● **Source passage**:
- - - - - - -
The first line "Why do language models sometimes just make things up?" was not what I was expecting to read about.

add-sub-mul-div•4mo ago
It's probably futile by now to fight that "hallucination" and "slop" have become synonyms for AI output and the AI context will be their most common or default use going forward.

Regardless of whether those terms in the AI context correlate perfectly to their original meanings.

Uehreka•4mo ago
I remember super clearly the first time an LLM told me “No.” It was in May when I was using Copilot in VS Code and switched from Claude 3.7 Sonnet to Claude Sonnet 4. I asked Sonnet 4 to do something 3.7 Sonnet had been struggling with (something involving the FasterLivePortrait project in Python) and it told me that what I was asking for was not possible and explained why.
- - - - - - -
● **Stored data**:
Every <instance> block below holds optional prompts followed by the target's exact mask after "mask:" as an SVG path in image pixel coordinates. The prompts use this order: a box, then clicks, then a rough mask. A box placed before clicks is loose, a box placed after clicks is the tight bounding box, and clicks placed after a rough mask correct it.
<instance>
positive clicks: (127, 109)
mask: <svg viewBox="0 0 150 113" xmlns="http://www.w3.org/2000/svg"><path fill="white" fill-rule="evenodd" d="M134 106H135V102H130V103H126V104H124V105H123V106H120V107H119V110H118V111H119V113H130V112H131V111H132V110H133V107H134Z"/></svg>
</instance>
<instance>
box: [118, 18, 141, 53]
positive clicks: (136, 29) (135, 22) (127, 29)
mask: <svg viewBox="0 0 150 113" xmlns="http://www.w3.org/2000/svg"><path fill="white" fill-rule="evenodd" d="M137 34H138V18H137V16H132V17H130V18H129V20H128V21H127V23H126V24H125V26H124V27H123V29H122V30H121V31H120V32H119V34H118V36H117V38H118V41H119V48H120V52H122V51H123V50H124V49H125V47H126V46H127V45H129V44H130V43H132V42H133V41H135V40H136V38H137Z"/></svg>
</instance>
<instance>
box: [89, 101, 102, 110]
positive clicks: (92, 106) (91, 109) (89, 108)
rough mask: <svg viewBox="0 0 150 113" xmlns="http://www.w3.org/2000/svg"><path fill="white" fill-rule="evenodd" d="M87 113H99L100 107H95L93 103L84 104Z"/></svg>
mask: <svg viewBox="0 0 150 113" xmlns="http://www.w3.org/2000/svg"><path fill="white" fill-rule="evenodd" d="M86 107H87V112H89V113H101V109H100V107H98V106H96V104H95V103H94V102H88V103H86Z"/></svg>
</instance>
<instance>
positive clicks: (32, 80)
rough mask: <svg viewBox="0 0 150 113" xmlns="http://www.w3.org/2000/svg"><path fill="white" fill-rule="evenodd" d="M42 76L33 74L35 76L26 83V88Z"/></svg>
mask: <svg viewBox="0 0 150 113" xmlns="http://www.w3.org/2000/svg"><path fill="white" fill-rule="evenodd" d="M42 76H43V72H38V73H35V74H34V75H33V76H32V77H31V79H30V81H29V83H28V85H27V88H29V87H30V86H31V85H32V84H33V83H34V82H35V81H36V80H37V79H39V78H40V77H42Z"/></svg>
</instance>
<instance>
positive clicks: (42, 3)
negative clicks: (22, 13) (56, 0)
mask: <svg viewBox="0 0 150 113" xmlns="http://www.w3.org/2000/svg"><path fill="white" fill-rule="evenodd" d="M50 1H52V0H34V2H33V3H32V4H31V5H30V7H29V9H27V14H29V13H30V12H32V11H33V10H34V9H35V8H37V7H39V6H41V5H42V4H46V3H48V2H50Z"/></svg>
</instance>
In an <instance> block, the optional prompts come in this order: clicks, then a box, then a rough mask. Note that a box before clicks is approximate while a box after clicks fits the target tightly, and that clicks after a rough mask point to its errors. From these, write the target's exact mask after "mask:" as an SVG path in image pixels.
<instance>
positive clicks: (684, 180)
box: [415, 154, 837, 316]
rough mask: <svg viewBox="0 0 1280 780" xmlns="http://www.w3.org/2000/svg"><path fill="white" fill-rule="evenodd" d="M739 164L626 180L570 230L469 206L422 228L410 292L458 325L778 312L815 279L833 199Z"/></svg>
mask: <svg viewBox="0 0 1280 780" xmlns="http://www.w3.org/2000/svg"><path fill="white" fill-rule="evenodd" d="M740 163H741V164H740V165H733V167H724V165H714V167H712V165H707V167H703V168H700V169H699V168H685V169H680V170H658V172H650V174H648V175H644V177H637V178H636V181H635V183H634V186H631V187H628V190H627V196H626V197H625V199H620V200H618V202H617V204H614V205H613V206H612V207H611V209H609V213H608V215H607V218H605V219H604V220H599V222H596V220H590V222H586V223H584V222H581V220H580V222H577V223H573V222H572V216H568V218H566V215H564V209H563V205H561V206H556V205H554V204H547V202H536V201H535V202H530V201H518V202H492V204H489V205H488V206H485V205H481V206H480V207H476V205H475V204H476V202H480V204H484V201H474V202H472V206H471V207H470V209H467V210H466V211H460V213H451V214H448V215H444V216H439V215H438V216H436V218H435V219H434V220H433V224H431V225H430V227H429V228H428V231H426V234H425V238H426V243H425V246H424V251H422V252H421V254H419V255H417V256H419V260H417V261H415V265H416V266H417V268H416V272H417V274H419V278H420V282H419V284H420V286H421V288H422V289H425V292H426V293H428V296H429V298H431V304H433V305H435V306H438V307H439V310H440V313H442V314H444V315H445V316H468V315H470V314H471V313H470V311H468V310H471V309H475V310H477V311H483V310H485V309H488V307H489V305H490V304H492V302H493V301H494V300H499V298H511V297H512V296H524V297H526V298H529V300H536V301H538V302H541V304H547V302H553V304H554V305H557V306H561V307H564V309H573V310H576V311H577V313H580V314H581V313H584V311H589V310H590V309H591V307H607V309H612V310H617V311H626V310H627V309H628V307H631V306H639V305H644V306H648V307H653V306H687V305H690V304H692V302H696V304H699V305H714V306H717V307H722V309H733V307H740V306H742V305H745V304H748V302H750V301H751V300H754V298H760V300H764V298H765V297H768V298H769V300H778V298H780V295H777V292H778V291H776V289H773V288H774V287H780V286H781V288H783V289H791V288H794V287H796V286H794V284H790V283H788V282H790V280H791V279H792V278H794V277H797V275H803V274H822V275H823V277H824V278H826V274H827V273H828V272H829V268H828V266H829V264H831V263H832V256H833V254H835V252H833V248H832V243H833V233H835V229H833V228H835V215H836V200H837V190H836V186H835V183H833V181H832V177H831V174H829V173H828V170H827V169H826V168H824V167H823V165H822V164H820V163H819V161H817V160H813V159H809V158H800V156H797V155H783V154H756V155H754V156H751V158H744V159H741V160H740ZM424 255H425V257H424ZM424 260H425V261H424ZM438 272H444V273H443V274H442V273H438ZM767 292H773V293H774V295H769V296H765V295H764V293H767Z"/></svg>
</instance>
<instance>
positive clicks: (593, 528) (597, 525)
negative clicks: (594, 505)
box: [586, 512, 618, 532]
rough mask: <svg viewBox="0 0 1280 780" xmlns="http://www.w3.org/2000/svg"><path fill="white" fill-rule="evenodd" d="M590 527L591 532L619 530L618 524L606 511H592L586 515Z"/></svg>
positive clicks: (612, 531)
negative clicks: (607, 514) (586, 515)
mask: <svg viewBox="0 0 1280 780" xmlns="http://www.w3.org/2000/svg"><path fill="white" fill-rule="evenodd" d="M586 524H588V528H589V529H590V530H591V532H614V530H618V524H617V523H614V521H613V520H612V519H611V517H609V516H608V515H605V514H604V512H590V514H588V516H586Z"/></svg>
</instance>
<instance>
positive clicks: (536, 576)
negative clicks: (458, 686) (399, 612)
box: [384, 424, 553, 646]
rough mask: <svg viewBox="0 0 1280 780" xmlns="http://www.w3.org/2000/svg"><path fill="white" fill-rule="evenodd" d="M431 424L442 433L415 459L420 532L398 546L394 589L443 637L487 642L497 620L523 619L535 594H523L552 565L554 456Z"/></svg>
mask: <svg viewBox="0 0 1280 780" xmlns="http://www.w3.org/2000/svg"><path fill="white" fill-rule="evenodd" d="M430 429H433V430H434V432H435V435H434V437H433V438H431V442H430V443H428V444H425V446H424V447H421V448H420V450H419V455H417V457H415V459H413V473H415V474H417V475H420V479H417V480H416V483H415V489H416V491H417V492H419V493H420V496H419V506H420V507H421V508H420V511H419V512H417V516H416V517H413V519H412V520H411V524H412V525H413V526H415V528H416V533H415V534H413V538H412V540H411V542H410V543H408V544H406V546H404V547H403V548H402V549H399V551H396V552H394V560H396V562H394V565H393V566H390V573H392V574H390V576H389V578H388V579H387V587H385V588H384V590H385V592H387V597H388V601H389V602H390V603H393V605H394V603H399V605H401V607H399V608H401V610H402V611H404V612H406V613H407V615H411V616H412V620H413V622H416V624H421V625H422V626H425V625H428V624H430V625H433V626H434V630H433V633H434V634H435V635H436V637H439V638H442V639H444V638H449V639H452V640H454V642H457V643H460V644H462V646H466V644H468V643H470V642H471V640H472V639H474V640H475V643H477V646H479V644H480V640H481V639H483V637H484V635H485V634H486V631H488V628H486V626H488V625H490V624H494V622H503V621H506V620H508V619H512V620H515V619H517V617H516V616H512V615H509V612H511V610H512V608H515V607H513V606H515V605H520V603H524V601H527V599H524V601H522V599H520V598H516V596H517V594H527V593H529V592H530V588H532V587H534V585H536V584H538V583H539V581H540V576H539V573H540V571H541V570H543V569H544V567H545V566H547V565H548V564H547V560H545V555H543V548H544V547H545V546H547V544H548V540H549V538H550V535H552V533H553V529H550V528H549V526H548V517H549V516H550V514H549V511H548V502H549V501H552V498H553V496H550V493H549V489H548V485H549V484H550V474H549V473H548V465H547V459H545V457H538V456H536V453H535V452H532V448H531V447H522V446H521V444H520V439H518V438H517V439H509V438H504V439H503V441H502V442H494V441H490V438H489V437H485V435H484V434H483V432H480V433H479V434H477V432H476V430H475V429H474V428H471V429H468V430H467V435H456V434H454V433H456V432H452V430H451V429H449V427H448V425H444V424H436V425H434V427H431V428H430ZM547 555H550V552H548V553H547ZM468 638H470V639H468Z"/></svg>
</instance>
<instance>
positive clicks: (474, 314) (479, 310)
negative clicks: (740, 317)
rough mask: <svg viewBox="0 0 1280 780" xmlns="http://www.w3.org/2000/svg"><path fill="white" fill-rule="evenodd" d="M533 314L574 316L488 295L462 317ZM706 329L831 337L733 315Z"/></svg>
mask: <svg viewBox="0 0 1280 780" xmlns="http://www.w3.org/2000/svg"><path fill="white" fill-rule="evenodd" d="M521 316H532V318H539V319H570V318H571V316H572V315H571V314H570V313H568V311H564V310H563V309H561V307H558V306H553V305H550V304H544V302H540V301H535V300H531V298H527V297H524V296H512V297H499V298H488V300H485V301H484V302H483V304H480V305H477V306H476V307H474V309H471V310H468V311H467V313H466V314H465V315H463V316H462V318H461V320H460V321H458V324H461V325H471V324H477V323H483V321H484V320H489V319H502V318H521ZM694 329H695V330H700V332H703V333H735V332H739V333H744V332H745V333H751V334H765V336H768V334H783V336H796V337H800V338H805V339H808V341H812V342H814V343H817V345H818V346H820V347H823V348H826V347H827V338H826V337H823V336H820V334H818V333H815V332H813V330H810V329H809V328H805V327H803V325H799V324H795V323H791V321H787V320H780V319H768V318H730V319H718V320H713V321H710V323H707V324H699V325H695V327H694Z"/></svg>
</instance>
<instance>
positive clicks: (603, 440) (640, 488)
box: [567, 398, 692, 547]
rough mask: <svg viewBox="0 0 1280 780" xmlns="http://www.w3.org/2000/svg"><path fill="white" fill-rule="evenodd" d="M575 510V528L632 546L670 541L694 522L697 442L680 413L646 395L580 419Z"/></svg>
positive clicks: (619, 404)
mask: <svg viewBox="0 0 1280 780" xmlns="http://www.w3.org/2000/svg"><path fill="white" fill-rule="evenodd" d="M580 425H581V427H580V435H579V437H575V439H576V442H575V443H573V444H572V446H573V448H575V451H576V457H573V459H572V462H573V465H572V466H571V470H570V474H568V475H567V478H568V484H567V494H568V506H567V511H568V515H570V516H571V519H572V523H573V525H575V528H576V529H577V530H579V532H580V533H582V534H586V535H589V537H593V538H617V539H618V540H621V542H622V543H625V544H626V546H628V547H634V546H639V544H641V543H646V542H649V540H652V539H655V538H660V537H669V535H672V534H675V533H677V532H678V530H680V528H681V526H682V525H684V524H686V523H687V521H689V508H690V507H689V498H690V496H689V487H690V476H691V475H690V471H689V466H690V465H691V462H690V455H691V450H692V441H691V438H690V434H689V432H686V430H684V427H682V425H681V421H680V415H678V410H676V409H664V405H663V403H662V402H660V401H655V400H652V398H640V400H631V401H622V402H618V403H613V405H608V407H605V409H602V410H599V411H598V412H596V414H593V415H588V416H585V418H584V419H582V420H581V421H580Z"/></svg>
- - - - - - -
● **Aim of the exercise**: Quote the stretch of the comment thread from "The first line" through "their original meanings.", word for word.

● **Finished exercise**:
The first line "Why do language models sometimes just make things up?" was not what I was expecting to read about.

add-sub-mul-div•4mo ago
It's probably futile by now to fight that "hallucination" and "slop" have become synonyms for AI output and the AI context will be their most common or default use going forward.

Regardless of whether those terms in the AI context correlate perfectly to their original meanings.